→ **Task to carry out**
Swap every "frame" in the lines below for "image", leaving all else unchanged, and write the lines out again without the pictures.

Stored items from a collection
begin

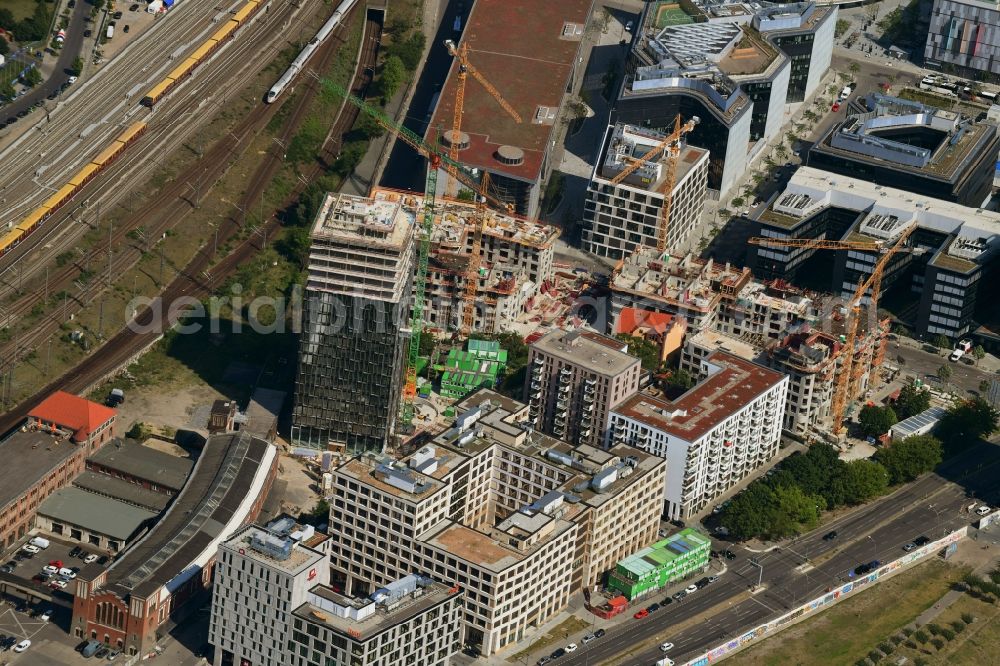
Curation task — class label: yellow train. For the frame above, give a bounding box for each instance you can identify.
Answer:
[142,0,267,108]
[0,122,146,257]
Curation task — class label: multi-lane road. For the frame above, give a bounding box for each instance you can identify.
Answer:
[556,436,1000,666]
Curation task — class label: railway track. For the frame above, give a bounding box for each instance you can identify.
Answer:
[0,7,382,433]
[0,1,340,348]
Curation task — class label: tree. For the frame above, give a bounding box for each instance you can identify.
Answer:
[934,397,1000,444]
[895,384,931,419]
[835,460,889,504]
[378,56,406,100]
[972,345,986,365]
[873,435,942,485]
[21,67,42,87]
[858,405,899,437]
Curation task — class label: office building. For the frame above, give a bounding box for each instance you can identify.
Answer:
[524,330,642,446]
[610,352,788,520]
[69,433,278,656]
[330,390,665,655]
[291,194,415,451]
[581,124,708,259]
[426,0,593,219]
[208,518,330,666]
[608,528,712,601]
[924,0,1000,81]
[616,1,837,198]
[747,167,1000,338]
[284,575,463,666]
[808,94,1000,208]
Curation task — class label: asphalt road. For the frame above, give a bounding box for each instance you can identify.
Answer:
[886,341,1000,395]
[0,0,93,124]
[553,436,1000,666]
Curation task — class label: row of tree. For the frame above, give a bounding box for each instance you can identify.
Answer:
[720,388,1000,539]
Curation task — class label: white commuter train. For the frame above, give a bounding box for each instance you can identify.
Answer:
[265,0,358,104]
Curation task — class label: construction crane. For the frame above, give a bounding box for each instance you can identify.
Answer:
[611,113,701,254]
[444,39,521,335]
[317,77,506,425]
[748,225,916,434]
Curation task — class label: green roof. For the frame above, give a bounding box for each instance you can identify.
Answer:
[618,527,710,578]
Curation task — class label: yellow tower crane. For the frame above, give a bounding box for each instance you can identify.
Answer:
[748,224,916,434]
[444,39,522,335]
[611,114,701,254]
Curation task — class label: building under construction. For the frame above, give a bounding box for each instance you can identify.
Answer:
[582,123,708,259]
[291,194,416,451]
[610,248,888,438]
[356,189,559,333]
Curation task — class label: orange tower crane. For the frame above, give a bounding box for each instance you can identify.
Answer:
[611,113,701,253]
[748,225,916,434]
[444,39,522,335]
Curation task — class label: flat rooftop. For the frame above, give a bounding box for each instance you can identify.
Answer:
[595,123,708,192]
[73,470,171,513]
[613,352,785,442]
[38,486,157,541]
[759,167,1000,244]
[225,525,326,576]
[104,433,273,598]
[428,0,593,182]
[531,330,639,376]
[0,431,77,507]
[311,192,416,248]
[293,583,459,642]
[87,439,194,490]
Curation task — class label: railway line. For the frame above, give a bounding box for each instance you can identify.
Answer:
[0,6,381,432]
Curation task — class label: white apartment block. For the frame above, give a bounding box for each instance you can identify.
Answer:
[284,575,462,666]
[208,518,330,666]
[582,123,709,259]
[524,330,642,446]
[610,352,788,520]
[330,390,664,655]
[352,189,560,333]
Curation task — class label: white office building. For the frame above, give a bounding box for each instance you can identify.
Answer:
[609,352,788,520]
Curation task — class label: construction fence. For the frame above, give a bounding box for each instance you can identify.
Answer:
[682,526,969,666]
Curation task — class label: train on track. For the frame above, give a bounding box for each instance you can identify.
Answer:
[264,0,358,104]
[142,0,270,108]
[0,122,146,257]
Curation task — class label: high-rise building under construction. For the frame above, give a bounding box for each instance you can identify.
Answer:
[292,194,415,452]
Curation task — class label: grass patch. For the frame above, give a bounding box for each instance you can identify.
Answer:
[507,615,590,662]
[728,559,968,666]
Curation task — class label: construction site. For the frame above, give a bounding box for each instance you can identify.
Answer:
[610,248,889,440]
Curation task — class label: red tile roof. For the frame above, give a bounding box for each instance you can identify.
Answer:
[615,308,688,335]
[427,0,592,182]
[614,351,785,442]
[28,391,117,442]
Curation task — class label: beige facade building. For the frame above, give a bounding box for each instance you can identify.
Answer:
[582,123,708,259]
[524,330,642,446]
[330,390,664,655]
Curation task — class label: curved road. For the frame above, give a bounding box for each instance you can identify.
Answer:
[0,0,93,121]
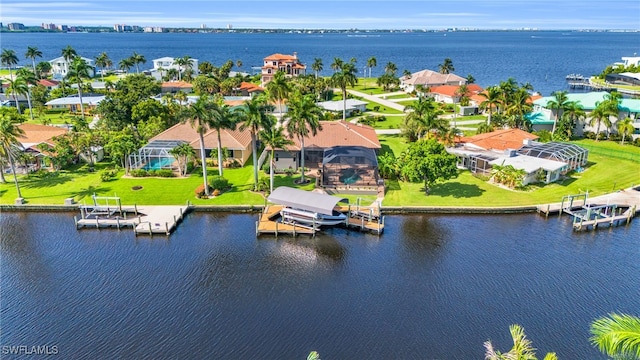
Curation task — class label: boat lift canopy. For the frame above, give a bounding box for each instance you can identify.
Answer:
[267,186,349,215]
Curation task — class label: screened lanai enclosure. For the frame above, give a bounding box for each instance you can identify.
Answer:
[129,140,186,171]
[518,141,589,173]
[321,146,378,193]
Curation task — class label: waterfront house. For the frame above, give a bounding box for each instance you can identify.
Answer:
[129,123,251,172]
[527,91,640,138]
[150,56,198,79]
[261,52,307,87]
[318,99,368,116]
[400,69,467,93]
[45,94,105,114]
[261,121,381,171]
[49,56,95,80]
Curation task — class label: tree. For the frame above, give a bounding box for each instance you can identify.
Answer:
[259,126,293,192]
[16,68,38,121]
[183,95,222,196]
[311,58,322,79]
[118,58,135,73]
[484,325,557,360]
[331,62,358,121]
[239,96,276,190]
[62,45,78,64]
[24,46,42,74]
[266,71,291,119]
[367,56,378,77]
[36,61,51,79]
[169,143,196,176]
[66,57,91,120]
[7,77,29,114]
[479,86,502,125]
[589,313,640,359]
[131,51,147,74]
[404,97,449,139]
[589,101,618,141]
[0,111,24,198]
[96,52,113,81]
[207,96,239,176]
[0,49,18,79]
[286,92,322,184]
[547,91,569,135]
[438,58,456,74]
[616,117,636,145]
[398,139,458,194]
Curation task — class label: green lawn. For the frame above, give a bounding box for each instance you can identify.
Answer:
[0,163,313,205]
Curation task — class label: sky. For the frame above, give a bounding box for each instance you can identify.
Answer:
[0,0,640,30]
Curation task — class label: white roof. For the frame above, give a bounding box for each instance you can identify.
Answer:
[489,155,567,174]
[49,56,93,64]
[267,186,348,215]
[318,99,367,111]
[45,95,104,105]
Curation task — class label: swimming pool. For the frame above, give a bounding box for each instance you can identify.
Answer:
[142,158,175,171]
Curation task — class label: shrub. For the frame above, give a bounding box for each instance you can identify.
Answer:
[209,175,229,191]
[195,184,211,199]
[129,169,149,177]
[100,169,118,181]
[155,169,175,177]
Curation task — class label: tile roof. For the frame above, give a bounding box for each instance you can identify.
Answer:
[278,121,381,150]
[461,129,538,151]
[402,70,467,86]
[149,123,251,150]
[18,124,68,147]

end

→ **Exercise output**
Curation task — class label: yellow train. For the image above, give a bounding box for each instance you can identify.
Answer:
[142,0,267,108]
[0,122,146,257]
Curation task — class label: multi-lane road. For the image above, give a bounding box for each instance you can identify.
Answer:
[556,436,1000,666]
Curation task — class label: railway track. For the image above, give a bounding box for each instance you can identify.
Answer:
[0,7,382,433]
[0,1,340,348]
Curation task — class label: tree. For the image above, give a bounding box for each instance you can identify.
Answer:
[934,397,1000,444]
[895,384,931,419]
[835,460,889,504]
[378,56,406,100]
[972,345,986,365]
[873,435,942,485]
[21,67,42,87]
[858,405,899,437]
Curation task — class label: office building. For the image above, give a bounding box for each instance you can identify.
Answer:
[524,330,642,446]
[610,352,788,520]
[69,433,278,656]
[330,390,665,655]
[291,194,415,451]
[581,124,708,259]
[426,0,593,219]
[208,518,330,666]
[608,528,712,601]
[924,0,1000,81]
[616,1,837,198]
[747,167,1000,338]
[284,575,463,666]
[808,94,1000,208]
Curation task — class label: asphalt road. For the image above, give a bounding box for each instance you can identify.
Answer:
[886,341,1000,395]
[0,0,93,124]
[553,436,1000,666]
Curation task — class label: row of tree. For the image above, give a bounding box for each instance you can identify.
Answer:
[720,388,1000,539]
Curation task — class label: white commuter train. For the image above, give a bounding box for each instance you can identify.
Answer:
[265,0,358,104]
Curation task — class label: construction crane. For the image above, give a bounding box for each instance you can identify.
Answer:
[611,113,701,254]
[444,39,521,335]
[317,77,506,425]
[748,225,916,434]
Curation task — class label: green roof. For the image above, give a bounding box for each instance you can identify.
Answer:
[618,527,710,578]
Curation task — class label: yellow tower crane. For the image above, give a bounding box for each instance you can identify.
Answer:
[748,224,916,434]
[444,39,522,335]
[611,114,701,254]
Curation task — class label: building under construction. For the image above, give a bounding box for each instance you can identify.
Answer:
[582,123,708,259]
[291,194,416,451]
[610,248,888,438]
[356,189,559,333]
Curation task — class label: orange tower crane. For the image above, give a bounding box for each instance you can identify.
Answer:
[611,113,701,253]
[748,225,916,434]
[444,39,522,335]
Curation task — class label: flat rooftop. For the image above, give a bounding box for each instance you can identify.
Answer:
[595,123,708,192]
[73,470,171,513]
[613,352,785,442]
[38,486,157,541]
[759,167,1000,244]
[225,525,326,576]
[104,433,273,598]
[428,0,593,182]
[531,330,639,376]
[0,431,77,507]
[311,192,416,248]
[293,583,459,642]
[87,439,194,490]
Curation task — class label: railway line. For the image above, give a bounding box for each instance you can identify.
Answer:
[0,6,381,432]
Curation task — class label: white apartment block. For the image above, give a bounding box for each instance you can identify.
Answer:
[284,575,462,666]
[208,518,330,666]
[582,123,709,259]
[524,330,642,446]
[610,352,788,520]
[330,390,664,655]
[352,189,560,333]
Curation task — class label: white office building. For the image above, give a bounding box for each instance you can identify.
Answer:
[609,352,788,520]
Curation task — class label: construction fence. For the image above, give a bounding box for each instance you can identify.
Answer:
[682,526,969,666]
Curation task — class label: train on track. For the image above, give a bounding box for each instance you can identify.
Answer:
[264,0,358,104]
[142,0,270,108]
[0,122,146,257]
Curation task — class label: high-rise building under construction. For the image above, give a bounding box for each instance you can identify.
Answer:
[292,194,415,452]
Curation task — class label: grass patch. For the image above, give a bounding box for each instance you can identify.
Answer:
[507,615,590,662]
[728,559,968,666]
Curation task — class label: construction site. For the image above, give a bounding box for each instance you can identify.
Answer:
[610,248,889,440]
Curation task — class label: red tile roof. For the image above, give a bounding box for each instance you can identify.
Answer:
[615,308,688,335]
[427,0,592,182]
[614,351,785,442]
[28,391,117,442]
Curation task — class label: beige facade building. For the image above, give a bounding box for each instance you can identify.
Answer:
[582,123,708,259]
[524,330,642,446]
[330,390,664,655]
Curation task — class label: curved road. For the image above, give a bounding box for each instance you can identify.
Answer:
[0,0,93,121]
Curation task — class label: boat lift canopy. For the image above, give a bounding box for each instance you can identify.
Answer:
[267,186,349,215]
Curation task — class label: screened lanai enclosure. For the image above, give a bounding box for each instance you can identify.
Answer:
[129,140,186,171]
[518,141,589,173]
[321,146,378,193]
Curation task — class label: waterfront house. For the image above, give a bounding box for each instance you can identify.
Answer:
[129,123,251,172]
[527,91,640,138]
[150,56,198,79]
[261,52,307,87]
[318,99,368,116]
[400,69,467,93]
[45,94,105,114]
[261,121,381,171]
[49,56,95,80]
Curation task — class label: tree. For the image above, give a bounding box for each instance you can identify.
Answer:
[259,126,293,192]
[16,68,38,121]
[183,95,222,196]
[311,58,322,79]
[118,58,135,73]
[484,325,557,360]
[331,62,358,121]
[239,96,276,190]
[62,45,78,64]
[24,46,42,74]
[266,71,291,119]
[367,56,378,77]
[36,61,51,79]
[169,143,196,176]
[66,57,91,120]
[7,77,29,114]
[479,86,502,125]
[589,313,640,359]
[131,51,147,74]
[404,97,449,139]
[589,101,618,141]
[0,111,24,198]
[96,52,113,81]
[207,96,239,176]
[0,49,18,79]
[286,92,322,184]
[547,91,569,135]
[438,58,456,74]
[616,117,636,145]
[398,139,458,194]
Curation task — class label: green lawn. For the image above, give a bounding box for each instance you can identify.
Answer:
[0,163,313,205]
Curation task — class label: sky. For the image above, give a bounding box for each instance you can identify.
Answer:
[0,0,640,30]
Curation task — class label: white roof. For the image above, give a bounding box for each instance you can identify.
Answer:
[489,155,567,174]
[49,56,93,64]
[267,186,348,215]
[318,99,367,111]
[45,95,104,105]
Curation task — class label: swimming pool. For the image above, give a bounding box for each instance you can identify.
Answer:
[142,158,175,171]
Curation task — class label: shrub. For the image above, give a bounding box for each instance you can identify.
Answer:
[209,175,229,191]
[195,184,211,199]
[129,169,149,177]
[100,169,118,181]
[155,169,175,177]
Curation task — class label: tile roof. For the image above, give a bounding box for each instance you can identify.
Answer:
[278,121,381,150]
[461,129,538,151]
[402,70,467,86]
[149,123,251,150]
[18,124,68,147]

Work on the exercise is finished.